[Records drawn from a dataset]
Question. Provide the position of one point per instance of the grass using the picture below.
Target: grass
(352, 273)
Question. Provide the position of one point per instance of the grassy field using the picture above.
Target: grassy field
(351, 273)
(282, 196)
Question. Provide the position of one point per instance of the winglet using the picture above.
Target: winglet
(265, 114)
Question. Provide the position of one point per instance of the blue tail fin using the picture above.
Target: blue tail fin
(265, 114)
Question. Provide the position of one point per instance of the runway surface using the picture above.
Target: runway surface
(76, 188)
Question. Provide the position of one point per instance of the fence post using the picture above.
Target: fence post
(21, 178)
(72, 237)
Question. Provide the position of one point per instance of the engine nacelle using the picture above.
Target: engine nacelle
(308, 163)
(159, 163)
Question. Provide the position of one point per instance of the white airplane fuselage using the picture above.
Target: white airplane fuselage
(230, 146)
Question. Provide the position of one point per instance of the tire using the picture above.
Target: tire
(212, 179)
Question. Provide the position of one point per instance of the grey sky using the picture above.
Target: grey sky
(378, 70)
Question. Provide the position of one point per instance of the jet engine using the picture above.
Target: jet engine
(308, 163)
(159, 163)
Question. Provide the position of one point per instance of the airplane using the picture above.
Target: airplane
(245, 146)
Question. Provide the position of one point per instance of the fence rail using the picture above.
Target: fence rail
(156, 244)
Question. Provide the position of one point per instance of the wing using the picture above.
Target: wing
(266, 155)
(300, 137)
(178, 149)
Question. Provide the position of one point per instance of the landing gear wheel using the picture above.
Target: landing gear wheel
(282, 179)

**Exercise goal:** Only an exact transcription of all the records above counts as an answer.

**Solution:**
Question. Provide the position of one point per instance of the grass using the picture below.
Target: grass
(352, 273)
Question. Provide the position of one point per instance of the grassy field using the picture above.
Target: grassy field
(351, 273)
(282, 196)
Question. Provide the position of one point per instance of the winglet using the picture above.
Target: winglet
(265, 114)
Question. Provide the position of one point per instance of the blue tail fin using the picture above.
Target: blue tail fin
(265, 114)
Question. Provide the position of one point per instance of the runway surface using the picture above.
Target: runway surface
(76, 188)
Question. Provide the position of one point per instance of the fence post using the picture above.
Target: fence post
(21, 178)
(72, 237)
Question. Provide the position of one point per instance of the engine nacelle using the picture above.
Target: engine nacelle
(308, 163)
(159, 163)
Question. Provide the position of one point per instance of the white airplane fuselage using the picture above.
Target: white airplane fuselage
(230, 146)
Question. Provide the position of one point per instance of the tire using the picture above.
Target: tire
(212, 179)
Question. Provide the position of one point per instance of the grey sky using the picture above.
Target: grey sky
(378, 70)
Question. Provide the position of one point per instance of the jet engine using the picture above.
Target: jet engine
(308, 163)
(159, 163)
Question. Provide the position of one point per instance of the airplane using the picture above.
Target: airplane
(245, 146)
Question. Provide the position of one point per instance of the fence rail using the picture above.
Target: fence rail
(156, 244)
Question. Provide the position of one point per instance of the wing using the picture above.
Target: wing
(266, 155)
(300, 137)
(178, 149)
Question. Provide the position of one point per instance of the landing gear wheel using the picture above.
Target: landing gear wheel
(282, 179)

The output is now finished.